What needs to be done
Please copy out all of the records below, replacing "detector" with "locator" everywhere it occurs and leaving everything else unchanged. Leave the pictures out of your copy.

= = = = =

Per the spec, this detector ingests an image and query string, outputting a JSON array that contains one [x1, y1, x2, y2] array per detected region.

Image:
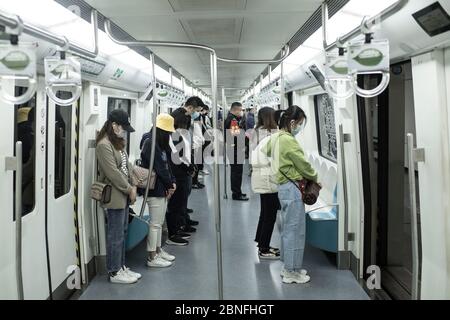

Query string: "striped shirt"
[[120, 151, 128, 177]]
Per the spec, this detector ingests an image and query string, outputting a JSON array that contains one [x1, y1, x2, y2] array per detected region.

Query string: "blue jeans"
[[278, 182, 306, 272], [105, 207, 128, 273]]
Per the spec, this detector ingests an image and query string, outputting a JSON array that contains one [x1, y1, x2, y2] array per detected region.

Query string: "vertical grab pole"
[[280, 48, 287, 110], [211, 52, 223, 300], [222, 88, 228, 200], [339, 124, 348, 258], [407, 133, 419, 300], [139, 52, 158, 219], [15, 141, 24, 300]]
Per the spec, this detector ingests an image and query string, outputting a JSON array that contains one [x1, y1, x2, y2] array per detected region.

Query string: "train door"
[[358, 62, 421, 300], [0, 81, 49, 299], [47, 91, 80, 299]]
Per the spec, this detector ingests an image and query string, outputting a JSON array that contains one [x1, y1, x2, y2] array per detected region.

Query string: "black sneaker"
[[177, 231, 191, 240], [180, 225, 197, 233], [233, 194, 249, 201], [187, 220, 199, 226], [166, 236, 189, 246], [258, 250, 280, 260], [269, 247, 281, 254]]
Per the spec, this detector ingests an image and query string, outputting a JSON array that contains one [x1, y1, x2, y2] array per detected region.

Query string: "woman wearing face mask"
[[266, 106, 318, 283], [95, 109, 141, 284], [250, 107, 280, 260]]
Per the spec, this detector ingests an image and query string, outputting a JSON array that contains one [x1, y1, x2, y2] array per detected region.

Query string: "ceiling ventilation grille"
[[55, 0, 189, 84], [252, 0, 350, 83]]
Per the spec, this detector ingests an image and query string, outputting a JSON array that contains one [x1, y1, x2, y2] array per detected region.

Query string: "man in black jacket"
[[225, 102, 249, 201], [166, 97, 203, 246]]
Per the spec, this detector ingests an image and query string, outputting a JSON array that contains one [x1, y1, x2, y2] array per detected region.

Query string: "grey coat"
[[95, 137, 133, 209]]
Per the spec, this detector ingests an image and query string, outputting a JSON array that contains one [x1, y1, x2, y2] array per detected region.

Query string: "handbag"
[[280, 170, 322, 206], [91, 181, 112, 204], [131, 166, 156, 190]]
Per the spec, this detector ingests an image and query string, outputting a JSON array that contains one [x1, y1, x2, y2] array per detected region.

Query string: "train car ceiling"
[[0, 0, 211, 97], [248, 0, 450, 100]]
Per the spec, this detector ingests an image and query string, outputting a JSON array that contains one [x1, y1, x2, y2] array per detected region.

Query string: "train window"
[[55, 91, 73, 199], [108, 98, 131, 154], [314, 94, 337, 163], [14, 87, 36, 216]]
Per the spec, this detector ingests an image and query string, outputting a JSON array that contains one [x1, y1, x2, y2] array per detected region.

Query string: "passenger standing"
[[96, 109, 141, 284], [141, 114, 176, 268], [250, 107, 280, 259], [224, 102, 249, 201], [266, 106, 318, 283], [166, 97, 203, 246]]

= = = = =

Written response
Per the spec, this locator ingests an image and query string, outputting a JSON array that contains one [x1, y1, x2, y2] array per detected region.

Image:

Query string: "striped shirt"
[[120, 151, 128, 177]]
Per the spec, this locator ingests an image and query string, outputting a JSON array that contains one [x1, y1, x2, y2] array per detected region.

Query string: "blue jeans"
[[278, 182, 306, 272], [105, 207, 128, 273]]
Per the spec, this locator ingests an image and query string, outputting a JSON array that contains one [x1, y1, x2, y2] array per detected region.

Query string: "vertical grab pole"
[[280, 48, 287, 110], [211, 52, 223, 300], [222, 88, 228, 200], [339, 124, 348, 258], [407, 133, 419, 300], [139, 52, 158, 219], [15, 141, 24, 300]]
Per the spec, this locator ingests an image and query string, outputting a JSON array that contains one [x1, y1, x2, y2] array per detected region.

Query string: "train door"
[[358, 62, 421, 300], [0, 81, 49, 299], [47, 91, 80, 299]]
Per the spec, this locator ingests an image and query string, outputting a JSON array that contains one [x1, y1, x2, y2] array per detected region.

Query string: "black sneaker"
[[177, 231, 191, 240], [180, 225, 197, 233], [233, 194, 249, 201], [187, 220, 199, 226], [166, 236, 189, 246], [258, 250, 280, 260], [269, 247, 281, 254]]
Per the spec, this locator ingests an image and query string, outputting a JSON array that contains one [x1, y1, x2, y2] array per detected region.

Query string: "woman wearing face mask"
[[266, 106, 318, 283], [95, 109, 141, 284], [250, 107, 280, 260]]
Per the spec, this locator ingests an image and query string, outputting a JSON array that contains one [x1, y1, x2, y2] array per detected region.

Query string: "ceiling ventilation grille"
[[55, 0, 189, 84], [252, 0, 350, 83]]
Per the spec, this locator ingests an image and query string, outputting a JSON array that contains one [x1, y1, x2, y2] array per detected region.

Query string: "man in black jacket"
[[225, 102, 249, 201], [166, 97, 203, 246]]
Per the spec, this locator ingests an image and query string, outputting a JSON array that contains one [x1, y1, x2, y2] array per detected region.

Query string: "grey coat"
[[95, 137, 133, 209]]
Per the spec, this locator ingests an image and query string, outputting a JSON array that contains one [x1, y1, x2, y2] array per detected region.

Query string: "handbag"
[[280, 170, 322, 206], [91, 181, 112, 204], [131, 166, 156, 190]]
Per the spec, this locator ingests an image and query string, outputting a JSON array that contains one [x1, y1, x2, y2] array per detected region.

Query string: "train car ceiling"
[[0, 0, 211, 97], [248, 0, 450, 100]]
Per the spec, this locator ingests an image and query string, outputting a JSON array that contains one [x1, y1, x2, y2] array per detected region.

Query string: "train window"
[[55, 91, 73, 199], [108, 98, 131, 154], [314, 94, 337, 163], [14, 87, 36, 216]]
Per the spec, this locator ingests an image and query string, outputting a JSON array that contains one [x1, y1, x2, y2] array per detected region.

Query string: "passenger standing"
[[96, 109, 141, 284], [141, 114, 176, 268], [250, 107, 280, 259], [224, 102, 249, 201], [266, 106, 318, 283], [166, 97, 203, 246]]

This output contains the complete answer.